▶ **Given request 1**:
Answer these from the passage on low frequency AC railway electrification:
(a) What voltage and frequency do Germany, Austria and Switzerland use?
(b) What range of line voltages was used historically?
(c) What phase and frequencies did general purpose supply grids standardize on?
▶ **Given request 2**:
Pull out every line of the records that contains the string "table". Case counts.

▶ **Passage to read**:
□ □ □ □ □
1. Line voltage can be set much higher allowing for far fewer substations to be built as high voltage transmission of electricity is more efficient over distance.
2. The higher line voltage can allow for much more power to be delivered to trains allowing for high speed rail and heavy freight traffic
3. Higher line voltage means catenary wires can be thinner since power is being transmitted by high voltage instead of a high current reducing material cost not only from the thinner wiring but also from the reduced weight of overhead line support structures since they are now supporting a lighter installation.

AC electrification and low frequency became the standard system for suburban, mixed traffic and high speed lines in Germany, Austria and Switzerland at 15 kV 16.7 Hz; Sweden and Norway at 15 kV 16+2⁄3; and some parts of Northeast USA at 12 kV 25 Hz. Historically, line voltages of between 6.6 kV and 11 kV were implemented.

Architecture

Further information: 15 kV AC railway electrification § Distribution_networks

What came to be the main disadvantage of low frequency AC electrification was that it required single phase AC power at a specific non-standard frequency (between 16.667 and 25 Hz). Both low frequency AC and low voltage DC systems originally needed to implement their own traction power networks and power generation stations fundamentally because national utility grids did not exist in the early 1900s. However, as the general purpose electrical supply grids grew in size and scope throughout the 20th century, they standardised on 3-phase AC transmission at 50 or 60 Hz. Low voltage DC systems could easily integrate their traction power networks with the electrical supply industry since they would have already been 3-phase and did not require a specific frequency allowing DC railways to generally forgo the need for traction power stations. However, low frequency AC systems became non-standard and incompatible with electrical supply industry at large due to being single phase and a different frequency. Interactions between low frequency AC electrification and national power grids therefore require complex and expensive machinery (and later power electronics) to convert three-phase 50 Hz or 60 Hz alternating current (AC) for the supply of AC railway electrification systems at a lower frequency and single phase.
□ □ □ □ □
[Labeled shape records]
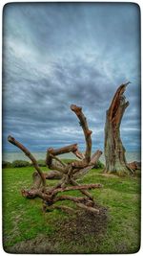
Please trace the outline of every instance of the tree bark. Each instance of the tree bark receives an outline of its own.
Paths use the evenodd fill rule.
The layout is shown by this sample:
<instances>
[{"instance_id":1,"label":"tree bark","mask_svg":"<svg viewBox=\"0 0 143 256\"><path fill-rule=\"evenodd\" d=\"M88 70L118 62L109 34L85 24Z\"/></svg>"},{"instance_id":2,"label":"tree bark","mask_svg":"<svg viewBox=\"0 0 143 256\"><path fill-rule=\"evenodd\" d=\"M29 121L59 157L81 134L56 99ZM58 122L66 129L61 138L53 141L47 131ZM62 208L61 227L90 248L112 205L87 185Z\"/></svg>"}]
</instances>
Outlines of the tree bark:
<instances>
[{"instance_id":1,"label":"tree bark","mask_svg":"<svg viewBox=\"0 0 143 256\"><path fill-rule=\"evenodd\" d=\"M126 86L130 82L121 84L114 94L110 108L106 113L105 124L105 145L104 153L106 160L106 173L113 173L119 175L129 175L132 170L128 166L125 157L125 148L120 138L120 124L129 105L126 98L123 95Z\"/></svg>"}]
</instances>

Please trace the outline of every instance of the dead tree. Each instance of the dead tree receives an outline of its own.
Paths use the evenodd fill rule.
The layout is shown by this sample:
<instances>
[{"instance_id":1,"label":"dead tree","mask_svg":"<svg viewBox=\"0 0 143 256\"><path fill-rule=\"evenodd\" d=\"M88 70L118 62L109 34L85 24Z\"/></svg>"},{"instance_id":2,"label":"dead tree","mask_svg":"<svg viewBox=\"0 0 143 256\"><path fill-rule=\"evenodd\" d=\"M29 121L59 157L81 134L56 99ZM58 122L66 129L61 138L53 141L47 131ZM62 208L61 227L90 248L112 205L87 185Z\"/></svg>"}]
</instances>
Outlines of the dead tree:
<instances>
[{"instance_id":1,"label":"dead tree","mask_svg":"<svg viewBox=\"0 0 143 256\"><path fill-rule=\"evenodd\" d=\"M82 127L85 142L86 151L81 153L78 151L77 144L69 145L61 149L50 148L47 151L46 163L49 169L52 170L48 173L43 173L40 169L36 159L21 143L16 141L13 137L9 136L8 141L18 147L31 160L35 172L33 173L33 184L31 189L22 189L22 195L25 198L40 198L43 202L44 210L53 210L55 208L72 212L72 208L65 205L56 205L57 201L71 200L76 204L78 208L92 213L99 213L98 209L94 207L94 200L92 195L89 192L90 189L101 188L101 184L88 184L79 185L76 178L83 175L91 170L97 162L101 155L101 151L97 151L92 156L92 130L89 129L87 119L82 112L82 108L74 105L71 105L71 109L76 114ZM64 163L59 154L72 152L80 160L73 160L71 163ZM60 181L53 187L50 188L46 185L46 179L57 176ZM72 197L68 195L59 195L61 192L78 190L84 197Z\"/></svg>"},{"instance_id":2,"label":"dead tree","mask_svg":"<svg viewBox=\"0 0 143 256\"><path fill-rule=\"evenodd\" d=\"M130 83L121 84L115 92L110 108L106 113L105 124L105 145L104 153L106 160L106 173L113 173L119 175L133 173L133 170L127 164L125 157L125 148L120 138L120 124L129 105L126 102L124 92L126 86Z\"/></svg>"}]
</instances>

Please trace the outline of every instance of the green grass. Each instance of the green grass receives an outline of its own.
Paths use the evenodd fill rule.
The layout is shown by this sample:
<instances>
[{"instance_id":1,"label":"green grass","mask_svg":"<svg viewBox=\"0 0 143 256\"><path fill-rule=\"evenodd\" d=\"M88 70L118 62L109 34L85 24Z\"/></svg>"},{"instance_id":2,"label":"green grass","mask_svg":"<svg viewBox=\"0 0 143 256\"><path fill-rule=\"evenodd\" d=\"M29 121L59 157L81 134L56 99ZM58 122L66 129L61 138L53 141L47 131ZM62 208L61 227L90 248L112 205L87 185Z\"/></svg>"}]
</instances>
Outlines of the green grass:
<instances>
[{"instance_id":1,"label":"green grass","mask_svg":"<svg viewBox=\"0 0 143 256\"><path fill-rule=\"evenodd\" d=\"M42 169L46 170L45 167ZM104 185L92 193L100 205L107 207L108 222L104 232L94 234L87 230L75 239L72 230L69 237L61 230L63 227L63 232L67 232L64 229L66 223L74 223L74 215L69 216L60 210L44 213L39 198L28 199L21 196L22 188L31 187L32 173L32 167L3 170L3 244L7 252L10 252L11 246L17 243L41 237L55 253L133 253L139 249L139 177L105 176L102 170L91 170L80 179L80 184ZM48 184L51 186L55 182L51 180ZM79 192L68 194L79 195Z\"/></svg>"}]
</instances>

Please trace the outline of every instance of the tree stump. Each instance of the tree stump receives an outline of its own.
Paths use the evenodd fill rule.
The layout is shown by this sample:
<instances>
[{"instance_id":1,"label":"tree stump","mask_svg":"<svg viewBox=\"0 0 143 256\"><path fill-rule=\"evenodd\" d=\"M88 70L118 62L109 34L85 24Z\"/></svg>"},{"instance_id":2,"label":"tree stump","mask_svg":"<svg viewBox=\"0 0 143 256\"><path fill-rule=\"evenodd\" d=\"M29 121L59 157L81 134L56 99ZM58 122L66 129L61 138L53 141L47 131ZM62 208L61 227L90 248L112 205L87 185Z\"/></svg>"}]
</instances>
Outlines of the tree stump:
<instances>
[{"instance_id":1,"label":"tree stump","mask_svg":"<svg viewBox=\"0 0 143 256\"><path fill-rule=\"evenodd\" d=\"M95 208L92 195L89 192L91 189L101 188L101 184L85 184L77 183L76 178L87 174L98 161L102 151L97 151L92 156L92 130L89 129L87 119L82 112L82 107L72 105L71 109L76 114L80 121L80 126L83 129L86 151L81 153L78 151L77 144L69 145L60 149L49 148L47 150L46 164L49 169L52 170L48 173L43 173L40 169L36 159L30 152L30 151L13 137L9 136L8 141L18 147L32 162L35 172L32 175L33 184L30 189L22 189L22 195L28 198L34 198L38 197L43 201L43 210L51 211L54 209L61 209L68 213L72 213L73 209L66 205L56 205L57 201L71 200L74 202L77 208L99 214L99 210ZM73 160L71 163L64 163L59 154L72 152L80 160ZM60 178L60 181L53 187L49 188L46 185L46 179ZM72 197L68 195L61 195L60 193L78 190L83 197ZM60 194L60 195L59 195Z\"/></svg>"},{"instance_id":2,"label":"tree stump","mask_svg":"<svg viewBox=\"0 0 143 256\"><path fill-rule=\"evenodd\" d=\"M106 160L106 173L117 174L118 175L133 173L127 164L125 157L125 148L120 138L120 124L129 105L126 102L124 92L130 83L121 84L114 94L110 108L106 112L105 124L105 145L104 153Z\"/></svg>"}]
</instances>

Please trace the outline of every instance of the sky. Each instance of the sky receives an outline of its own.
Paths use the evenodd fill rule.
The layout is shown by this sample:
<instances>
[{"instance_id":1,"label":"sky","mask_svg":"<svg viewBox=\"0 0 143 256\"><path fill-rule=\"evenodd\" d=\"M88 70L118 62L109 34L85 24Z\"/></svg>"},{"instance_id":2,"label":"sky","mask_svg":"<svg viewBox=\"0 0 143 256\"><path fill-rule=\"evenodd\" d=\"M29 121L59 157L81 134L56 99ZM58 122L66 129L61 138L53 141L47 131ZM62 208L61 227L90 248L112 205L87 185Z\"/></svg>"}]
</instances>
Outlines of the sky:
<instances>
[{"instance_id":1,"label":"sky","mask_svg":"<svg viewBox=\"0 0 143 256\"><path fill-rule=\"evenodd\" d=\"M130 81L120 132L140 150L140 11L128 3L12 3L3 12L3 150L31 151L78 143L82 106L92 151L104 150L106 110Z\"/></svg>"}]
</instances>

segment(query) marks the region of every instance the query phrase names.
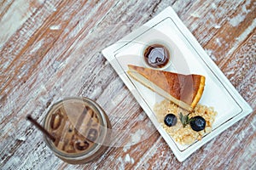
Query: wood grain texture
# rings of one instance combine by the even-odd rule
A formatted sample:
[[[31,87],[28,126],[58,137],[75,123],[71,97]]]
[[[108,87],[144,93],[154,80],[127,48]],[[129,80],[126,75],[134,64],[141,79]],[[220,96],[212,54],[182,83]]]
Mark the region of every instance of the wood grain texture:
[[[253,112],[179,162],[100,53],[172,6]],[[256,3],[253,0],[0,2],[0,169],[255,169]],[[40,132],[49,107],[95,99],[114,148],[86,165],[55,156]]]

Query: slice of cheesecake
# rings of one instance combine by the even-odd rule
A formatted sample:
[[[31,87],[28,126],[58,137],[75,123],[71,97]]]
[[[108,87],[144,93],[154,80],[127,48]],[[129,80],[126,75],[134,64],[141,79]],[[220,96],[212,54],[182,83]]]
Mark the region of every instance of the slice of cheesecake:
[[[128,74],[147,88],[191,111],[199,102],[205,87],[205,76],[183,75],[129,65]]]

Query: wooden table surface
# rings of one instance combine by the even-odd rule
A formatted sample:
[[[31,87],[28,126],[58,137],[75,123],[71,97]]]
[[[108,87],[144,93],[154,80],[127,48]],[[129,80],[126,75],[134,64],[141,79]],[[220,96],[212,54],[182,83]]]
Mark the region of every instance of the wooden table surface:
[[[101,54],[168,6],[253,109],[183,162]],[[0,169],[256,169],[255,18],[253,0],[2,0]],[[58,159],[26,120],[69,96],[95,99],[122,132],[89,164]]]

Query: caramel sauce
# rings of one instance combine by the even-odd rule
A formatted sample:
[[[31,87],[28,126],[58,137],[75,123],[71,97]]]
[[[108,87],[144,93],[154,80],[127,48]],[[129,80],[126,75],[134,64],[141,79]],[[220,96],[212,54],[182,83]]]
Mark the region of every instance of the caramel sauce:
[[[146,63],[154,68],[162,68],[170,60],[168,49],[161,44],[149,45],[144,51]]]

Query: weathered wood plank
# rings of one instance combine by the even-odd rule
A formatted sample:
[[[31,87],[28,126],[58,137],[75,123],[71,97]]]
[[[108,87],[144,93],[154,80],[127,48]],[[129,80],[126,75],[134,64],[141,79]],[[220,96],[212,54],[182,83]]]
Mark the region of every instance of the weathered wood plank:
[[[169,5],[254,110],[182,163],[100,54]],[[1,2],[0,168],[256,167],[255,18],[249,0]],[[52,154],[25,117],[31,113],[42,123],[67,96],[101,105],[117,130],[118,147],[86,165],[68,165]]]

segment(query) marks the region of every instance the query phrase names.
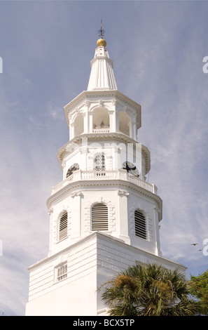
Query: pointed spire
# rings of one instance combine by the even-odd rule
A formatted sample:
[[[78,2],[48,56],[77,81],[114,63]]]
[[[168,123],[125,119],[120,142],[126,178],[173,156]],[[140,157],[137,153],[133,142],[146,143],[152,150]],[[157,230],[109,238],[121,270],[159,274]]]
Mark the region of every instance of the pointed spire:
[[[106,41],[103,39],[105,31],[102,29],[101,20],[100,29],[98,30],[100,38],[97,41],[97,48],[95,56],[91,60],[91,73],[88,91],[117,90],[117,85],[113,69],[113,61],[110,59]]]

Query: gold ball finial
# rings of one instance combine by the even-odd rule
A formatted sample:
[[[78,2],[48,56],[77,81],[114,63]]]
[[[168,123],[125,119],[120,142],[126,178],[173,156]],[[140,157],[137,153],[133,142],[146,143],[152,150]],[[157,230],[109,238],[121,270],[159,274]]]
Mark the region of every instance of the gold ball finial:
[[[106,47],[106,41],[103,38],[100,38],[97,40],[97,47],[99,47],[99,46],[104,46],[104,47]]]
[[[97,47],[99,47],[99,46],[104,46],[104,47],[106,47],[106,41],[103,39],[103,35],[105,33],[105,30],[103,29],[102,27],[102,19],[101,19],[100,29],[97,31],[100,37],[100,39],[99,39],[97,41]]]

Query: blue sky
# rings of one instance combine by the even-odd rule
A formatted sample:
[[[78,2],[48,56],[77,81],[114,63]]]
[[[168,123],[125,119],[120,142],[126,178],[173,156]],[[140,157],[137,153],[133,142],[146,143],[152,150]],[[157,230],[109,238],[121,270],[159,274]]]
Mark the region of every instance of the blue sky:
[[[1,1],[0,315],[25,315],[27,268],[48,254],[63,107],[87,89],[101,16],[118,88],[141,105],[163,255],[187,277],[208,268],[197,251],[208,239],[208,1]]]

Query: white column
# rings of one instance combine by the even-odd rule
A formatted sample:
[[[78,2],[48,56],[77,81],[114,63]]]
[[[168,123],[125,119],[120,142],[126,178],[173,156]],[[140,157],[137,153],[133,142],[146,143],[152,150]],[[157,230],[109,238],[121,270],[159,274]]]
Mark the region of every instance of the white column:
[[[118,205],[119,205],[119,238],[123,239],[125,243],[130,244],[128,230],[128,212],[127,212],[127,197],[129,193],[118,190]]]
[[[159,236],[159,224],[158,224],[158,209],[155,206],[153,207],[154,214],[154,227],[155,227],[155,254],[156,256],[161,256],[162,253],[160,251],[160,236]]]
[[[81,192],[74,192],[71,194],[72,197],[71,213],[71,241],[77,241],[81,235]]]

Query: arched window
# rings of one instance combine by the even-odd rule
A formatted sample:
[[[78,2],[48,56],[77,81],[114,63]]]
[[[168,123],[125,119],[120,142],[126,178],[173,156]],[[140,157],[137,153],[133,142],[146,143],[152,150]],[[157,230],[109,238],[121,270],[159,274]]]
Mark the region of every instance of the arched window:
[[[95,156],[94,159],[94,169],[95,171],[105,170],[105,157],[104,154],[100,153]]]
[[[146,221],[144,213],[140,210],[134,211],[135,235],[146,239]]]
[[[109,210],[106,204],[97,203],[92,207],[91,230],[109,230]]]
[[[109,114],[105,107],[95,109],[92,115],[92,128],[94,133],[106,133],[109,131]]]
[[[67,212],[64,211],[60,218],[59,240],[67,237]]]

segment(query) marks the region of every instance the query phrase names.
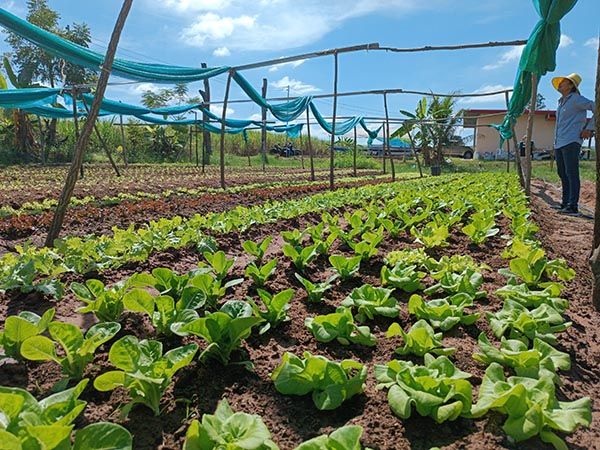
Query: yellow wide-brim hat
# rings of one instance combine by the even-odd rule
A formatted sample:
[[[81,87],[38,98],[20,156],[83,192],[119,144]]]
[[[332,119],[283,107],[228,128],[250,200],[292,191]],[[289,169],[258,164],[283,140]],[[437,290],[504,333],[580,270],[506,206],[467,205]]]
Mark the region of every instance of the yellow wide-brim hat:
□ □ □ □ □
▶ **Reply 1**:
(a) 15 kV at 16.7 Hz
(b) Between 6.6 kV and 11 kV
(c) 3-phase AC at 50 or 60 Hz

▶ **Reply 2**:
Query: wooden table surface
Mark the region of every instance of the wooden table surface:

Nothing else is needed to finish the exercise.